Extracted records
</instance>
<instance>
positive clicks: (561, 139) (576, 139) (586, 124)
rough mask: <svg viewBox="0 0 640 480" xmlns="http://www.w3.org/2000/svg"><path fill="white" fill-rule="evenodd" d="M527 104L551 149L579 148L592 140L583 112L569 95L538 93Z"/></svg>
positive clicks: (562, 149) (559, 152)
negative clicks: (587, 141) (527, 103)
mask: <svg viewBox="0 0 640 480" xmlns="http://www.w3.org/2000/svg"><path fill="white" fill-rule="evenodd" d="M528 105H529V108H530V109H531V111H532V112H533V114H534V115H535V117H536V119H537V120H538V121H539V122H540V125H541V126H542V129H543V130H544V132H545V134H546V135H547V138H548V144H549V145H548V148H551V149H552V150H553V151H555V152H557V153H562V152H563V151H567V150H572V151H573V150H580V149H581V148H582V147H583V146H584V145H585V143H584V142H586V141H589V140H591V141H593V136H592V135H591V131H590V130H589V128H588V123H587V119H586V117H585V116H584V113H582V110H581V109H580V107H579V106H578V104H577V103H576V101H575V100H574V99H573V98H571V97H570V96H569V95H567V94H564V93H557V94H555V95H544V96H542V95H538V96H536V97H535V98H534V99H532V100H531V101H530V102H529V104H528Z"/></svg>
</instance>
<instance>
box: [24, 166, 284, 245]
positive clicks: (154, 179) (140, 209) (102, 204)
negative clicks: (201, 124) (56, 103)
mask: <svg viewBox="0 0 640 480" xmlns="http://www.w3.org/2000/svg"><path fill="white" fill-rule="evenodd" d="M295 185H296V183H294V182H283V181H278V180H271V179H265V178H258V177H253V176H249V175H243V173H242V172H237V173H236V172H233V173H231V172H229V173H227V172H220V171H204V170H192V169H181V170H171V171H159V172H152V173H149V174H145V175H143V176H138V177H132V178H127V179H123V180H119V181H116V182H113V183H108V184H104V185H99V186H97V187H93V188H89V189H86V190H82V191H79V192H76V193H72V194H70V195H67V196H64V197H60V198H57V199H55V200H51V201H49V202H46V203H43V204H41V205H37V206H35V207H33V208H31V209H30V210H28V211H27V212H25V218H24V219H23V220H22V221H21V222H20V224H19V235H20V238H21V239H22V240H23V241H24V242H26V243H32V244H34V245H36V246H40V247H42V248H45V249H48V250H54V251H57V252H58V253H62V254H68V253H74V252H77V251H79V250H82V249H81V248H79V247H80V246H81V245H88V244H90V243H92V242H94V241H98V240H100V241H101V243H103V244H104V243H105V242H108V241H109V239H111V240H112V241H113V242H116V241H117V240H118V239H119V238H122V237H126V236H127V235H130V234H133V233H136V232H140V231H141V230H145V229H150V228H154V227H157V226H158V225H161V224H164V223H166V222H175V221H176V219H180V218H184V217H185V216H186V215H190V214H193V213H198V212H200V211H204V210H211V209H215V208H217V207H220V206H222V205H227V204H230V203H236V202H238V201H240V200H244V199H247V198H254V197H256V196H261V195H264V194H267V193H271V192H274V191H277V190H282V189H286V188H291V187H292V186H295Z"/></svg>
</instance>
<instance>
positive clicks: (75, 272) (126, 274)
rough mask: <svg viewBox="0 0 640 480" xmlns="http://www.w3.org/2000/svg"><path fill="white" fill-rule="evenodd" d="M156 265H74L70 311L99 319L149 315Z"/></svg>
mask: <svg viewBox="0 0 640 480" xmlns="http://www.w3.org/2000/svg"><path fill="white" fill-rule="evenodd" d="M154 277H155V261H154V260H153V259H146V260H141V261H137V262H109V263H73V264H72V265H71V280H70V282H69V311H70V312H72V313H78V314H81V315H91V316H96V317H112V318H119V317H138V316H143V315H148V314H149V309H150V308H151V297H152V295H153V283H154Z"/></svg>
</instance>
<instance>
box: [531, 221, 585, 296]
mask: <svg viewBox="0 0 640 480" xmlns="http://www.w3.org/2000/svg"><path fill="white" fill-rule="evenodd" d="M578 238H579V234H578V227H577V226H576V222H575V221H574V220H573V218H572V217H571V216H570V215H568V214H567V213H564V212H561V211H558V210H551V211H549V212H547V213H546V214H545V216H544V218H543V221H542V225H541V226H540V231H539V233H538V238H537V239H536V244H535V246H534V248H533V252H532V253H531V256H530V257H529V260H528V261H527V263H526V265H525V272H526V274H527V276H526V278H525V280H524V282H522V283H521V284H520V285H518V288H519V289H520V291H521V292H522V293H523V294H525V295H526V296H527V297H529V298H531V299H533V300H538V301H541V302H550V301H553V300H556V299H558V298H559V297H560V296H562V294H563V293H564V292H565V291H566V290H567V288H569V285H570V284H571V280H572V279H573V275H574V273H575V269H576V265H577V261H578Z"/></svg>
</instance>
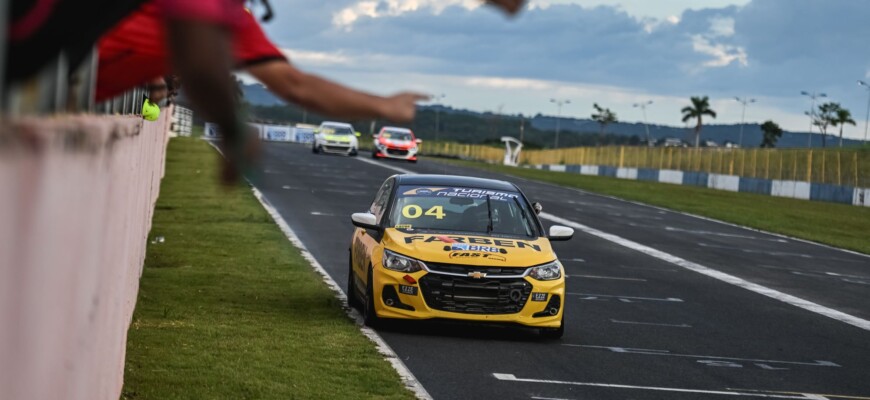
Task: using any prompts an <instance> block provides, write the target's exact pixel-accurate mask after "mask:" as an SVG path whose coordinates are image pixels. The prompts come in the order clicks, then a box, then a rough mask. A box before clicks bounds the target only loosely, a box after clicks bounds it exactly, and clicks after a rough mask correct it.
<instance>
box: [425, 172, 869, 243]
mask: <svg viewBox="0 0 870 400" xmlns="http://www.w3.org/2000/svg"><path fill="white" fill-rule="evenodd" d="M439 161H441V162H445V163H450V164H456V165H462V166H466V167H473V168H479V169H483V170H488V171H494V172H501V173H505V174H509V175H513V176H518V177H522V178H526V179H534V180H537V181H542V182H550V183H554V184H557V185H562V186H567V187H574V188H578V189H583V190H588V191H590V192H595V193H601V194H606V195H611V196H615V197H619V198H623V199H627V200H634V201H639V202H643V203H646V204H652V205H656V206H660V207H665V208H668V209H672V210H677V211H684V212H689V213H692V214H696V215H702V216H705V217H710V218H715V219H718V220H721V221H726V222H732V223H735V224H740V225H745V226H749V227H752V228H756V229H763V230H765V231H769V232H775V233H781V234H786V235H790V236H794V237H798V238H803V239H807V240H812V241H815V242H819V243H825V244H829V245H832V246H836V247H841V248H845V249H850V250H855V251H859V252H862V253H866V254H870V240H868V237H870V208H867V207H856V206H851V205H845V204H836V203H824V202H817V201H807V200H796V199H787V198H780V197H773V196H764V195H760V194H752V193H735V192H727V191H721V190H713V189H706V188H701V187H693V186H680V185H671V184H666V183H657V182H645V181H632V180H624V179H617V178H610V177H600V176H586V175H579V174H571V173H564V172H550V171H543V170H537V169H526V168H513V167H506V166H503V165H494V164H486V163H481V162H473V161H461V160H448V159H440V160H439ZM528 194H529V195H531V197H534V193H528ZM537 200H543V201H544V209H545V210H546V206H547V205H546V202H545V200H546V199H537ZM577 222H581V223H582V222H583V221H577Z"/></svg>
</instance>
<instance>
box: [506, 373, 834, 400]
mask: <svg viewBox="0 0 870 400" xmlns="http://www.w3.org/2000/svg"><path fill="white" fill-rule="evenodd" d="M492 375H493V377H494V378H495V379H498V380H500V381H510V382H528V383H545V384H551V385H573V386H591V387H602V388H610V389H635V390H651V391H657V392H675V393H691V394H705V395H720V396H735V397H758V398H767V399H807V400H809V399H812V400H823V399H828V398H827V397H825V396H823V395H819V394H812V393H781V392H779V393H778V392H750V391H734V390H703V389H684V388H669V387H658V386H638V385H617V384H612V383H594V382H572V381H557V380H551V379H528V378H517V377H516V376H514V375H513V374H500V373H494V374H492ZM532 398H533V399H541V400H543V399H551V398H547V397H532Z"/></svg>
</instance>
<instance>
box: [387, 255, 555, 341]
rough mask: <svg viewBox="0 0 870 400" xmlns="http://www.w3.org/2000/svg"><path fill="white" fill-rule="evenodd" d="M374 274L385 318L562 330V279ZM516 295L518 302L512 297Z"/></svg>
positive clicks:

> [What to do]
Please copy every record above exactly, but leave the pictures out.

> [Response to this task]
</instance>
<instance>
positive clicks: (561, 139) (576, 139) (586, 124)
rough mask: <svg viewBox="0 0 640 480" xmlns="http://www.w3.org/2000/svg"><path fill="white" fill-rule="evenodd" d="M527 104L551 149L579 148L592 140L583 112L569 95L538 93Z"/></svg>
positive clicks: (562, 149) (559, 152)
negative clicks: (587, 141) (527, 103)
mask: <svg viewBox="0 0 640 480" xmlns="http://www.w3.org/2000/svg"><path fill="white" fill-rule="evenodd" d="M528 105H529V108H530V109H531V111H532V112H533V114H534V115H535V117H536V119H537V120H538V121H539V122H540V125H541V126H542V129H543V130H544V132H545V134H546V135H547V138H548V144H549V145H548V148H551V149H552V150H553V151H555V152H557V153H562V152H563V151H567V150H572V151H573V150H580V149H581V148H582V147H583V146H584V145H585V143H584V142H586V141H589V140H591V141H593V136H592V135H591V131H590V130H589V128H588V123H587V119H586V117H585V116H584V113H582V110H581V109H580V107H579V106H578V104H577V103H576V101H575V100H574V99H573V98H571V97H570V96H569V95H567V94H564V93H557V94H555V95H544V96H542V95H538V96H536V97H535V98H534V99H532V100H531V101H530V102H529V104H528Z"/></svg>
</instance>
<instance>
box: [24, 166, 284, 245]
positive clicks: (154, 179) (140, 209) (102, 204)
negative clicks: (201, 124) (56, 103)
mask: <svg viewBox="0 0 640 480" xmlns="http://www.w3.org/2000/svg"><path fill="white" fill-rule="evenodd" d="M295 185H296V183H294V182H283V181H278V180H271V179H265V178H258V177H253V176H249V175H243V173H242V172H237V173H236V172H233V173H231V172H229V173H227V172H220V171H204V170H192V169H181V170H171V171H159V172H152V173H149V174H145V175H143V176H138V177H132V178H127V179H123V180H119V181H116V182H113V183H108V184H104V185H99V186H97V187H93V188H89V189H86V190H82V191H79V192H76V193H72V194H70V195H67V196H64V197H60V198H57V199H55V200H51V201H49V202H46V203H43V204H41V205H37V206H35V207H33V208H31V209H30V210H28V211H27V212H25V218H24V219H23V220H22V221H21V222H20V224H19V235H20V238H21V239H22V240H23V241H24V242H26V243H32V244H34V245H36V246H40V247H42V248H45V249H48V250H54V251H57V252H58V253H62V254H68V253H74V252H77V251H79V250H82V249H81V248H79V247H80V246H81V245H88V244H90V243H92V242H94V241H98V240H100V241H101V243H103V244H104V243H105V242H108V241H109V239H111V240H112V241H113V242H116V241H117V240H118V239H119V238H122V237H126V236H127V235H130V234H133V233H136V232H140V231H141V230H145V229H150V228H154V227H157V226H158V225H161V224H164V223H166V222H175V221H176V219H180V218H184V217H185V216H186V215H190V214H193V213H198V212H200V211H204V210H211V209H215V208H217V207H220V206H222V205H227V204H230V203H236V202H238V201H240V200H244V199H247V198H254V197H256V196H261V195H264V194H267V193H271V192H274V191H277V190H282V189H286V188H291V187H292V186H295Z"/></svg>
</instance>
<instance>
positive clicks: (75, 272) (126, 274)
rough mask: <svg viewBox="0 0 640 480" xmlns="http://www.w3.org/2000/svg"><path fill="white" fill-rule="evenodd" d="M156 265H74L70 311L99 319L149 315Z"/></svg>
mask: <svg viewBox="0 0 640 480" xmlns="http://www.w3.org/2000/svg"><path fill="white" fill-rule="evenodd" d="M154 277H155V261H154V260H153V259H146V260H141V261H137V262H109V263H73V264H72V265H71V280H70V282H69V311H70V312H72V313H78V314H81V315H91V316H96V317H112V318H119V317H138V316H143V315H148V314H149V309H150V308H151V297H152V295H153V283H154Z"/></svg>
</instance>
<instance>
box: [531, 221, 585, 296]
mask: <svg viewBox="0 0 640 480" xmlns="http://www.w3.org/2000/svg"><path fill="white" fill-rule="evenodd" d="M578 238H579V234H578V227H577V226H576V222H575V221H574V220H573V218H572V217H571V216H570V215H568V214H567V213H564V212H561V211H558V210H551V211H549V212H547V213H546V214H545V216H544V218H543V221H542V225H541V226H540V231H539V233H538V238H537V239H536V244H535V246H534V248H533V252H532V253H531V256H530V257H529V260H528V261H527V263H526V265H525V272H526V274H527V276H526V278H525V280H524V282H522V283H521V284H520V285H518V288H519V289H520V291H521V292H522V293H523V294H525V295H526V296H527V297H529V298H531V299H533V300H538V301H541V302H550V301H553V300H556V299H558V298H559V297H560V296H562V294H563V293H564V292H565V291H566V290H567V288H569V285H570V284H571V280H572V279H573V275H574V273H575V269H576V265H577V261H578Z"/></svg>
</instance>
Task: using any prompts an <instance> block provides, write the target's exact pixel-accurate mask after "mask:" as an SVG path whose coordinates are image pixels. The prompts come in the order clicks, then a box, then a rough mask. A box before clicks bounds the target only loosely, a box after clicks bounds it exactly, and clicks after a rough mask correct it.
<instance>
box: [425, 172, 869, 243]
mask: <svg viewBox="0 0 870 400" xmlns="http://www.w3.org/2000/svg"><path fill="white" fill-rule="evenodd" d="M439 161H441V162H445V163H450V164H456V165H462V166H466V167H473V168H479V169H483V170H488V171H494V172H501V173H505V174H509V175H513V176H518V177H522V178H526V179H534V180H537V181H542V182H550V183H554V184H557V185H562V186H567V187H574V188H578V189H583V190H588V191H590V192H595V193H601V194H606V195H611V196H615V197H619V198H623V199H627V200H634V201H639V202H643V203H646V204H652V205H656V206H660V207H665V208H668V209H672V210H677V211H684V212H689V213H692V214H696V215H702V216H705V217H710V218H715V219H718V220H721V221H726V222H732V223H735V224H740V225H745V226H749V227H752V228H756V229H763V230H765V231H769V232H775V233H781V234H786V235H790V236H794V237H798V238H803V239H807V240H812V241H815V242H819V243H825V244H829V245H832V246H836V247H841V248H845V249H850V250H855V251H859V252H862V253H866V254H870V240H868V237H870V208H867V207H856V206H851V205H845V204H836V203H824V202H817V201H807V200H796V199H787V198H780V197H773V196H764V195H760V194H752V193H735V192H727V191H721V190H713V189H706V188H701V187H693V186H680V185H671V184H666V183H657V182H645V181H632V180H624V179H617V178H610V177H600V176H586V175H579V174H571V173H564V172H550V171H543V170H537V169H526V168H513V167H506V166H503V165H494V164H486V163H481V162H473V161H461V160H448V159H440V160H439ZM528 194H529V195H531V197H534V193H528ZM537 200H543V201H544V209H545V210H546V206H547V205H546V202H545V200H546V199H537ZM577 222H581V223H582V222H583V221H577Z"/></svg>
</instance>
<instance>
box: [506, 373, 834, 400]
mask: <svg viewBox="0 0 870 400" xmlns="http://www.w3.org/2000/svg"><path fill="white" fill-rule="evenodd" d="M492 375H493V377H494V378H495V379H498V380H500V381H510V382H528V383H545V384H551V385H573V386H591V387H602V388H610V389H635V390H651V391H657V392H675V393H691V394H705V395H720V396H735V397H758V398H767V399H807V400H809V399H812V400H823V399H828V398H827V397H825V396H823V395H819V394H812V393H781V392H779V393H778V392H750V391H734V390H703V389H684V388H669V387H658V386H638V385H617V384H612V383H594V382H572V381H557V380H551V379H528V378H517V377H516V376H514V375H513V374H500V373H494V374H492ZM532 398H533V399H541V400H543V399H551V398H547V397H532Z"/></svg>
</instance>
<instance>
box: [387, 255, 555, 341]
rough mask: <svg viewBox="0 0 870 400" xmlns="http://www.w3.org/2000/svg"><path fill="white" fill-rule="evenodd" d="M374 274L385 318L562 330V279ZM516 295L518 302L512 297Z"/></svg>
positive clicks:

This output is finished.